- [Stored data]:
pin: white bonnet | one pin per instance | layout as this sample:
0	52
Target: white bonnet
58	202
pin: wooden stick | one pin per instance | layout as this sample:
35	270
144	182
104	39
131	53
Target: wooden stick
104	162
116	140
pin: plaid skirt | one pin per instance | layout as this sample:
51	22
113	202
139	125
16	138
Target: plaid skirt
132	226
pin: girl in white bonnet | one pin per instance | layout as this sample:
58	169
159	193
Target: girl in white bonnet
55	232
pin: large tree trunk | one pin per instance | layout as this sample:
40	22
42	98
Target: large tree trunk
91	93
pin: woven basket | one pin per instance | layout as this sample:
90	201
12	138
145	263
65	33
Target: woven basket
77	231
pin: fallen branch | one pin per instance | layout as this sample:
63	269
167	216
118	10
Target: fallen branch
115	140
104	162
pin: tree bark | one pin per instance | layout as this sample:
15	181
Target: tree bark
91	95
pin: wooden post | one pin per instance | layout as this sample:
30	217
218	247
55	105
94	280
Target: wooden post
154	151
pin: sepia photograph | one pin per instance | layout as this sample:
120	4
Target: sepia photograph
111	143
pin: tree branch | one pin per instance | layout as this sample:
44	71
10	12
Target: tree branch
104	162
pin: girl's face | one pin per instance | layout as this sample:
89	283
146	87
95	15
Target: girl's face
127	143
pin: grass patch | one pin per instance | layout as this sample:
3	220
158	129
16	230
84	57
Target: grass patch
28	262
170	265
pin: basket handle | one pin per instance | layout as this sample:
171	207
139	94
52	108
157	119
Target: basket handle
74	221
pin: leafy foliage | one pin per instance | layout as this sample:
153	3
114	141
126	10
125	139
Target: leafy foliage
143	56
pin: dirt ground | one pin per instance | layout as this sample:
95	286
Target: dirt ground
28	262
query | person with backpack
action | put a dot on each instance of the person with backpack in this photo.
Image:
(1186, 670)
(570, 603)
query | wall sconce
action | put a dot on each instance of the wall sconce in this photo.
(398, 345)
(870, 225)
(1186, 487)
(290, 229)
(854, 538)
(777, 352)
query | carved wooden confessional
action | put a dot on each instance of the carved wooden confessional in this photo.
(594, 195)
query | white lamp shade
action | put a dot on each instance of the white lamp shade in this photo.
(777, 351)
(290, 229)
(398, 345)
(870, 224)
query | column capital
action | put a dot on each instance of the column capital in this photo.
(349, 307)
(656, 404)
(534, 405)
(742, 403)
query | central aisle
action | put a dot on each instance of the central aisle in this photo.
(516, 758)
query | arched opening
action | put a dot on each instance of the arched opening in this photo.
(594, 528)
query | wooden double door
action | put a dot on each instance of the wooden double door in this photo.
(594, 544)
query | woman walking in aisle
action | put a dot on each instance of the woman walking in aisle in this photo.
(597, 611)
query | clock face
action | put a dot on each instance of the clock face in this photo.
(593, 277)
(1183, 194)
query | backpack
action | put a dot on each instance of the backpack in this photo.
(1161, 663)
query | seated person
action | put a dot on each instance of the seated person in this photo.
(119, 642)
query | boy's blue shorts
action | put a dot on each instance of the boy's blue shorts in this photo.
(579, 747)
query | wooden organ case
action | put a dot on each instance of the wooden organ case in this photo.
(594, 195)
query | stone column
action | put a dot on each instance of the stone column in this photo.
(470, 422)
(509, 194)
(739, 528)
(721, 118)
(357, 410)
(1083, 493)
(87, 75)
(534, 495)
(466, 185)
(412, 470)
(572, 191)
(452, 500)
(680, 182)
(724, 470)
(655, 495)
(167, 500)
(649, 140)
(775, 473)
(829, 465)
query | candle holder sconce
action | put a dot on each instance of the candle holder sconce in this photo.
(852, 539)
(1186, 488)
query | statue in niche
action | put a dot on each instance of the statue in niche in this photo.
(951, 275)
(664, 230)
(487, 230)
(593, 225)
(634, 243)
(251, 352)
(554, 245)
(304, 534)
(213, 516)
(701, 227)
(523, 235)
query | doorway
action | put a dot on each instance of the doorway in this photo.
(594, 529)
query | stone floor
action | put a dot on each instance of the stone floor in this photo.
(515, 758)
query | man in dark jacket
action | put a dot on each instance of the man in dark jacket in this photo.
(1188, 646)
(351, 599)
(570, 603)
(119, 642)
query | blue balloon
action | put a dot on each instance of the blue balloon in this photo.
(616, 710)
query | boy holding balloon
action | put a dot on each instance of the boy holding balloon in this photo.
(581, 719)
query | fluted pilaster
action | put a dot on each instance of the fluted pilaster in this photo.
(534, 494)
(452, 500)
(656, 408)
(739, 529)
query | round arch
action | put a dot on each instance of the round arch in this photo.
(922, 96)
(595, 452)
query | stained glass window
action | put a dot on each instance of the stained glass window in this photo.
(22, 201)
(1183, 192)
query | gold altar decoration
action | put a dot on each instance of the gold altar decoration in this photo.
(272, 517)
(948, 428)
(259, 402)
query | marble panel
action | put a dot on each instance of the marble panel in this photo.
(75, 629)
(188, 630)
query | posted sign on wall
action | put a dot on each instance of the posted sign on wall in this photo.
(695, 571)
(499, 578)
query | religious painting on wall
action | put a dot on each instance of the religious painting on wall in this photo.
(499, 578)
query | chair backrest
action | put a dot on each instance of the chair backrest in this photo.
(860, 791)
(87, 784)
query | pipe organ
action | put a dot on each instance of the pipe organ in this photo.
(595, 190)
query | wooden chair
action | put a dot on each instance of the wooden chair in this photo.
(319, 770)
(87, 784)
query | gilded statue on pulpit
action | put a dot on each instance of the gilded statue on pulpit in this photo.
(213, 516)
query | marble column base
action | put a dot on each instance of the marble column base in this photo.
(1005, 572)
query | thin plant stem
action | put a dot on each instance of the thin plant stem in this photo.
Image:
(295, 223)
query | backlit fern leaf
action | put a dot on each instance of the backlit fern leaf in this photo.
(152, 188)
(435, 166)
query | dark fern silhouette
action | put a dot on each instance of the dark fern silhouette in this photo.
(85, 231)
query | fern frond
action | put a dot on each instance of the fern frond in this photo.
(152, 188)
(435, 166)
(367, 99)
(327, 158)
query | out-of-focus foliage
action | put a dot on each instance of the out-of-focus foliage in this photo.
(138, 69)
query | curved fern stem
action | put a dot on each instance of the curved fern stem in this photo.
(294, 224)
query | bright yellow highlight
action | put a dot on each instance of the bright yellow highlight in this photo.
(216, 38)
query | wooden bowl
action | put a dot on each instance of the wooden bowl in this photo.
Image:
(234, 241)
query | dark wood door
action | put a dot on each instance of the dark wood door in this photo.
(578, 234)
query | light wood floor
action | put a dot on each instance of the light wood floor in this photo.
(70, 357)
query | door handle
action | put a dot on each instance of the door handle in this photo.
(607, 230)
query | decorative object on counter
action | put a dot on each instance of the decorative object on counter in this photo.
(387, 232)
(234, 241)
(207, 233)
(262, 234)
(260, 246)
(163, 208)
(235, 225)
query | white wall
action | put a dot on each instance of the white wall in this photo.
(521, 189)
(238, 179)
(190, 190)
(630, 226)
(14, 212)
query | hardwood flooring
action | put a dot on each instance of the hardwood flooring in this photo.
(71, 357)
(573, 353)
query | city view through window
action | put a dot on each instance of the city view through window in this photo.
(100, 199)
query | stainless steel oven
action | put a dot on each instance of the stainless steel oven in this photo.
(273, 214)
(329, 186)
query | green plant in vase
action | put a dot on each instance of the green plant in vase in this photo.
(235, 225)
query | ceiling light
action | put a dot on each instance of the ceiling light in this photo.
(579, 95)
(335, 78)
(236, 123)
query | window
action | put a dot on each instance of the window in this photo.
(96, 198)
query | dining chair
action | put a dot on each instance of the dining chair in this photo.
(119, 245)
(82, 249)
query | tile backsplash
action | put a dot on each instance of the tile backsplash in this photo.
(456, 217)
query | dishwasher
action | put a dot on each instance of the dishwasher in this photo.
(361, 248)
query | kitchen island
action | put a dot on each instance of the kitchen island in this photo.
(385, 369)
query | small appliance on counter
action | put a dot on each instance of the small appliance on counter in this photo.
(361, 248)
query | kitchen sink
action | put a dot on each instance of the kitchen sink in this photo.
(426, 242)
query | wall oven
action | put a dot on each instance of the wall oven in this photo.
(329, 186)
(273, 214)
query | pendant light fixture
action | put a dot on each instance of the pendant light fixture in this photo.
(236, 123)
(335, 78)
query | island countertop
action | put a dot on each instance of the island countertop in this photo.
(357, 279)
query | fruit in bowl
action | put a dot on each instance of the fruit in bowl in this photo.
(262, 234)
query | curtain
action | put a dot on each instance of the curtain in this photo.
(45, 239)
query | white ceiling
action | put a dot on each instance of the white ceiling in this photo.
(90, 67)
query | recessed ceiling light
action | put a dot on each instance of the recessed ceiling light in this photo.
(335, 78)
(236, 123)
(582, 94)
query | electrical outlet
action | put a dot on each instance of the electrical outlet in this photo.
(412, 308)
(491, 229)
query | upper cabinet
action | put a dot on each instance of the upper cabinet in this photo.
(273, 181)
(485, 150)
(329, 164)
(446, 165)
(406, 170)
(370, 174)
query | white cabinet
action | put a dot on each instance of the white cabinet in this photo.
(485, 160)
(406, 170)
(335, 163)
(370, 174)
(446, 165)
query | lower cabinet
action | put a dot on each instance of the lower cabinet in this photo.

- [Problem details]:
Arrange the entries from the line with "query | posted sign on wall" up to and including the line with "(1005, 572)" as a numbered list, leaving out any blank lines.

- [Complete response]:
1. query | posted sign on wall
2. action | put a dot on each instance of the posted sign on wall in this photo.
3. (695, 571)
4. (499, 578)
5. query | religious painting on wall
6. action | put a dot on each instance of the religious painting on wall in this photo.
7. (499, 578)
8. query | chair backrest
9. action | put a dot on each instance of the chair backrest in this photo.
10. (860, 791)
11. (87, 784)
12. query | pipe organ
13. action | put a dot on each instance of the pipe organ in this photo.
14. (595, 190)
15. query | wooden chair
16. action | put a dot on each instance of the wooden chair in this photo.
17. (319, 770)
18. (87, 784)
19. query | gilded statue on pulpit
20. action | put a dot on each instance of the gilded statue on pulpit in this photo.
21. (213, 516)
22. query | marble column base
23. action | put a dot on each instance of the marble column base in this photo.
24. (1005, 572)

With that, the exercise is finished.